Material supplied:
++++++++++++++++++++

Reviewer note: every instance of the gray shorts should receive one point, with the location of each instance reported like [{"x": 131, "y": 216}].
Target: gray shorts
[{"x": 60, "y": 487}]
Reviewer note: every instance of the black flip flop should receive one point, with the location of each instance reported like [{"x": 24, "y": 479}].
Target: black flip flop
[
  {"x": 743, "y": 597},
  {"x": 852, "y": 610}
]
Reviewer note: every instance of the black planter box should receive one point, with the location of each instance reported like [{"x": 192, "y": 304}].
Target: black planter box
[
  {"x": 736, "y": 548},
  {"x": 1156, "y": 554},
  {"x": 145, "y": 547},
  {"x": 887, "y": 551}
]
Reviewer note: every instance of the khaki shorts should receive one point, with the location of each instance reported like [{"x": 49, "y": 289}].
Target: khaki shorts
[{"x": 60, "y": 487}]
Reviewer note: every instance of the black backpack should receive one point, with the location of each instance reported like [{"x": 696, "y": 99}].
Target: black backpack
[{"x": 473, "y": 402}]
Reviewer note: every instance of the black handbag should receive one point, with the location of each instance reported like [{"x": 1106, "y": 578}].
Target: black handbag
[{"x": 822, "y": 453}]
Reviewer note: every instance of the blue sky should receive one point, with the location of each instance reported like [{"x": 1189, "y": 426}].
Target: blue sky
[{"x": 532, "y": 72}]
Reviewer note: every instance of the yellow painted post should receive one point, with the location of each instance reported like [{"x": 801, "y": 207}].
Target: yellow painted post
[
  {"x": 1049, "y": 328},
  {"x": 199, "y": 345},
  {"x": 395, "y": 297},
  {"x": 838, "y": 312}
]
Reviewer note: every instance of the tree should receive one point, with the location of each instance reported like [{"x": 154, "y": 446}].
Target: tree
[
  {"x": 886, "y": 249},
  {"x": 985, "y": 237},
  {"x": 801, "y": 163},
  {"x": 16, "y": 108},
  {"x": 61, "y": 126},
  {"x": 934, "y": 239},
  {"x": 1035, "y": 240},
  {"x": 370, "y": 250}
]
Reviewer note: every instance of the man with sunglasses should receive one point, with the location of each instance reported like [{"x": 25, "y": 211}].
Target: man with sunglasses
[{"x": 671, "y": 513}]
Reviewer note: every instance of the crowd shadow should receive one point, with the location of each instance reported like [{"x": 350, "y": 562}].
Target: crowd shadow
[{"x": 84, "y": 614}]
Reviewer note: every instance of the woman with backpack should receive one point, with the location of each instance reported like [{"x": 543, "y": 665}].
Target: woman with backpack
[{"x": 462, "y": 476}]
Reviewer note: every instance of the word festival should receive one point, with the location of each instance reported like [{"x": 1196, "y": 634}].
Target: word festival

++++++++++++++++++++

Given problem:
Update the items above by replacing every "Reviewer note" with "Annotator note" and leaving everything else unchanged.

Answer to this problem:
Annotator note: every instance of the gray shorts should receive one point, with the location of each instance reported like [{"x": 131, "y": 216}].
Target: gray shorts
[{"x": 60, "y": 487}]
Annotator note: every instance of the black flip flop should receive one point, with the location of each instance reported like [{"x": 24, "y": 479}].
Target: black flip flop
[
  {"x": 743, "y": 597},
  {"x": 852, "y": 610}
]
Annotator note: every instance of the black planter box should receive one point, with the location of each instance reported like [{"x": 192, "y": 304}].
Target: black planter box
[
  {"x": 736, "y": 548},
  {"x": 1156, "y": 554},
  {"x": 145, "y": 547},
  {"x": 887, "y": 551}
]
Annotator note: every instance of the khaki shorts should receive one point, with the location of each instance reported like [{"x": 49, "y": 289}].
Target: khaki shorts
[{"x": 60, "y": 487}]
Annotator note: every instance of the black backpack should receive one point, with the location of each instance reported like [{"x": 696, "y": 99}].
Target: black backpack
[{"x": 473, "y": 402}]
Annotator note: every instance of the black handbag should receive one point, with the location of each instance reported like [{"x": 1106, "y": 578}].
Target: black handbag
[{"x": 822, "y": 453}]
Annotator note: every instance of the blue sky should receive one point, with the location of each instance reported like [{"x": 1189, "y": 426}].
Target: blue sky
[{"x": 532, "y": 72}]
Annotator note: every instance of the yellow painted post should receive one point, with the location of each instance reported like [{"x": 801, "y": 207}].
Target: yellow painted post
[
  {"x": 1049, "y": 328},
  {"x": 199, "y": 345},
  {"x": 395, "y": 297},
  {"x": 838, "y": 312}
]
Annotator note: every instance of the tree should receive one point, with the location of each instance reported like [{"x": 154, "y": 446}].
Target: tree
[
  {"x": 886, "y": 249},
  {"x": 985, "y": 237},
  {"x": 801, "y": 163},
  {"x": 16, "y": 108},
  {"x": 61, "y": 126},
  {"x": 934, "y": 239},
  {"x": 1035, "y": 240},
  {"x": 370, "y": 250}
]
Annotator note: every instance of the man with sunglasses should receive one point, with the location of each instance reported like [{"x": 25, "y": 211}].
Target: man with sunglasses
[{"x": 671, "y": 513}]
Annotator note: every instance of the crowd shadow should receive one point, with the location of each instance reported like [{"x": 350, "y": 562}].
Target: crowd shadow
[{"x": 84, "y": 614}]
Annotator note: every instance of the woman with backpack should receive one point, with the location of each instance reported like [{"x": 543, "y": 665}].
Target: woman with backpack
[{"x": 462, "y": 476}]
Annotator note: every instance of the word festival should receive one point, with the location of each instance reported like [{"x": 1196, "y": 634}].
Target: word festival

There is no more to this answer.